Copy out the lines below that hold the word "wheel".

## EXERCISE INPUTS:
'''
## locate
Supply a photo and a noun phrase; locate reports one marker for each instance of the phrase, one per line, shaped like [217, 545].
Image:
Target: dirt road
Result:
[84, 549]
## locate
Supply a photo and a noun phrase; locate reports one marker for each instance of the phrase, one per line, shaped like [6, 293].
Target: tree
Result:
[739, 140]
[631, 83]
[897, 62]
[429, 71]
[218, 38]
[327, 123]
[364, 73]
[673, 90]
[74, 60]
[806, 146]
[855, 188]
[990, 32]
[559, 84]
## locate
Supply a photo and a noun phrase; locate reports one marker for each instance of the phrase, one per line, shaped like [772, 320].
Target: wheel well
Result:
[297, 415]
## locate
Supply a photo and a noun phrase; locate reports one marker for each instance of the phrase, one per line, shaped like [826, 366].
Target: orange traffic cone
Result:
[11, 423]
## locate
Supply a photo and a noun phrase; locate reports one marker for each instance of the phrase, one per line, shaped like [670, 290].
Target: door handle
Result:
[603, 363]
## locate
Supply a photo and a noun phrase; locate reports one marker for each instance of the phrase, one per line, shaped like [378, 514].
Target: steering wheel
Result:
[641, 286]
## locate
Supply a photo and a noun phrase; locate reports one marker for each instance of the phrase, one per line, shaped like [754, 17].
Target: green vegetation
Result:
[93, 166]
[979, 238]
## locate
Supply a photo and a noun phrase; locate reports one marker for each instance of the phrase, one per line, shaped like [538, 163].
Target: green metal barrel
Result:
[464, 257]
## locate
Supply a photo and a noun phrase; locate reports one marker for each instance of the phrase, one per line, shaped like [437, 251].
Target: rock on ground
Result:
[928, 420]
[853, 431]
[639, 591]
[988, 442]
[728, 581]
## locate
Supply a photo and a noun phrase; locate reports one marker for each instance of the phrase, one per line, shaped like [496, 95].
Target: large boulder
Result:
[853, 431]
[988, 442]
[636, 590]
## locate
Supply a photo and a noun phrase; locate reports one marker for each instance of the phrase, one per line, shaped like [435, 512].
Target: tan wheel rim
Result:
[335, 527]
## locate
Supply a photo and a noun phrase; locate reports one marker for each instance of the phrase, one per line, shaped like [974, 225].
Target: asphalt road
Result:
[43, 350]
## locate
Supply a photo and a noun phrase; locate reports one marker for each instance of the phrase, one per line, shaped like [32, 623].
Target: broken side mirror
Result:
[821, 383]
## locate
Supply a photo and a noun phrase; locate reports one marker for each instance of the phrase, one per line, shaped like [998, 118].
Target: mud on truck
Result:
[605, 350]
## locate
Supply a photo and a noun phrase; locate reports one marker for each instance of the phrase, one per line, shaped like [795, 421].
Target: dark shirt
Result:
'''
## OUTPUT OF THE EXERCISE:
Target: wheel well
Target: steering wheel
Target: tan wheel rim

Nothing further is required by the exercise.